Document segment section start

His wife Linda Sue had  been present on the farm when the explosion took place, but had fled before authorities arrived. It soon became apparent why she had run. 

As well as the awful human debris scattered  across the site police also discovered evidence of explosive chemicals and mixing equipment - things  which they could not reconcile with the kind of work that should take place at a bait farm.

Locals were interviewed, and noted that the farm employed a suspiciously large number of people.  Not only that, but over the course of the previous few months  a number of smaller explosions had been heard coming from the farm buildings.

There was evidence, too, of a sophisticated security system. Webb had employed electric  fences, CCTV cameras, guard dogs, and alarms to protect his farm - an extreme set of measures for  a site that was, at the end of the day, doing nothing more than raising worms for fish bait.

The picture became a little clearer when police came across several boxes of illegal fireworks  and six barrels of highly explosive chemicals stored in a trailer.  

The sheer amount of incendiary material led them to believe that Webb  might have been involved in the manufacture of bombs for sale to criminals and terrorists.

The full truth, however, emerged just a few days after the explosion  when Dan Lee Webb surrendered himself to the authorities.

Webb confessed to police that in December 1982 he had started a new line of business at the farm:  the manufacture of illegal fireworks.  

The operation had been set up in an old metal dairy barn and had proved instantly profitable.  Cases of M-80 and M-100 fireworks (banned by federal law) were sold for $160  apiece, with the factory producing up to 130 cases each and every week.

Document segment section end
Source material section start

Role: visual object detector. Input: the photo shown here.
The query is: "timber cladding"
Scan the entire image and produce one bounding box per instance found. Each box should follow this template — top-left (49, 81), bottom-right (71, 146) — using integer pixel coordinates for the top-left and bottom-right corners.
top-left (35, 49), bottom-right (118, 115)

Source material section end

» **What is expected**
Resume the account of the Webb bait farm explosion, starting right after its last sentence.

» **Task answer**
The money the fireworks brought in allowed Webb to employ around 14 people in the illegal factory.  

He paid them cash-in-hand at the end of each working day at the rate of five dollars per hour.  For this sum they mixed and assembled the deadly fireworks by hand,  in most cases without any safety equipment and certainly without any proper safety training.  

It is unlikely that anyone employed to work at the factory  had even an inkling of how dangerous the materials they handled were.

Dan Lee Webb was charged with possessing and manufacturing illegal explosives,  and with 11 counts of involuntary manslaughter. 

After a brief trial, during which he pled guilty,  Webb was handed a 10-year jail sentence and a $10,000 fine.

If the punishment seems light - less than a year for each of the dead - it should also  be considered that Webb employed many of his friends and family on the farm.  

He was close with many of the dead and three of his family were among those killed.

The guilt and grief he must have felt may  have been taken into account when delivering his sentence.

Additionally, Webb wasn't truly the mastermind of the operation.  Left to his own devices he would never have had the inclination or the resources to turn his  farm into a fireworks factory.

An acquaintance of his, a man named Howard Emmett Bramblett,  was responsible for starting Webb on the path to destruction.  

Webb told police that it was Bramblett who had suggested starting the factory, and who had  hooked him up with suppliers for raw materials and distributors for the finished fireworks.

A lengthy investigation led to the arrest of Bramblett along with 19 other men from nine  different states, all of whom had been involved in the transportation and distribution of fireworks  made at Webb's Bait Farm.

Four were ultimately convicted for their role in the operation.  

Bramblett, considered the mastermind, was given 10 years, which he served concurrently  with another 10-year sentence given to him for his role in another illegal firework  factory explosion that had taken place in South Carolina in 1983, killing two people.

Bramblett had come to Webb at a time when Webb was desperate and had promised him easy money:  a lucrative operation that would turn around the fortunes of his ailing bait farm.  

Webb had risked everything to buy into Bramblett's vision, and as a result he  had ultimately lost it all: his loved ones, his business, his property, and his freedom.  

Though he is, by now, out of jail, the deaths of his friends and family and staff remain on his  conscience - a high price to pay for a profit of little more than 100 dollars per crate.